# [THINGS TO DO]
1 > Print the passage on the social care green paper principles word for word, starting at "Furthering the personalisation" and ending at "not the exception’.".
2 > Do these statements agree with the passage on the social care green paper principles? Answer yes or no to each, quoting the words that decide it. (a) The planned workforce strategy for the NHS and social care covers ten years. (b) The Government has already explained in detail what making carers central to the strategy will mean. (c) About one in four older people take their support as a direct payment.
3 > Pick up the passage on the social care green paper principles after its last sentence and continue it.

# [PASSAGE SHOWN]
○ ○ ○ ○ ○

Furthering the personalisation agenda. The Government quote that only 1 in 6 older people take their support as a direct payment and they want to ‘turbo charge’ this by making it ‘the norm and not the exception’.

Workforce

There will be a 10 year workforce strategy for the NHS and social care. This is designed to improve retention, recruitment and opportunity.

Supporting Families and Carers

The Government states that they will make carers central to the social care strategy, although there is little substance at the moment about what this will mean. There has been a consultation period and an action plan published ahead of the Green Paper to support carers.

Sustainable funding

This is the big one. Anyone who knows anything about health and social care knows that the current model is not working and we need innovation and a new funding model for the future. The Government is promising no excuses and a ‘jump-start’ to that debate

Security for All

 The Government’s election campaign included an element of risk-pooling for elderly care and this principle is about delivering upon that campaign promise.

 

Reaction

 The release of the principles has had a mixed reception. Margaret Willcox of ADASS stated “Whilst it’s positive the adult social care green paper will look at the adult social care workforce, we must be clear – the challenges social care teams face are happening to our communities now, and urgent and interim funding is needed to address this shortfall right away.”

○ ○ ○ ○ ○

# [SOURCE EXCERPT]

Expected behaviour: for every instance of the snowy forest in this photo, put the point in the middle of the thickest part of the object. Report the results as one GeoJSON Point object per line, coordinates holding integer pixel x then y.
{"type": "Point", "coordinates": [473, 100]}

○ ○ ○ ○ ○

# [TASK ANSWERS]
1 >
Furthering the personalisation agenda. The Government quote that only 1 in 6 older people take their support as a direct payment and they want to ‘turbo charge’ this by making it ‘the norm and not the exception’.

2 >
(a) Yes: "There will be a 10 year workforce strategy for the NHS and social care."
(b) No: "there is little substance at the moment about what this will mean."
(c) No: "only 1 in 6 older people take their support as a direct payment"

3 >
Lord Porter of the LGA commented ““The ‘seven pillars’ of the green paper reflect what we have long-called for, however, government should resist the temptation for major system reform,” he said. “Missing is the funding to turn that vision into reality”. “Appropriate funding must be the overriding priority for the green paper and we hope its broad scope will not detract from this focus,”

Vic Rayner, Chief Executive of the National Care Forum responded ““NCF welcomes the ambition and intent contained in yesterday’s speech by Jeremy Hunt. It is crucially important that he has recognised that doing nothing is not an option. Of course, it is vital that future funding solutions are found. The principles outlined by which this should be judged are sound, however, over a sustained period, the sector has heard and engaged with multiple attempts to bring this to bear fruit. It is imperative for everyone using services today, and who will need them in the future that these fine principles gain traction – fast.”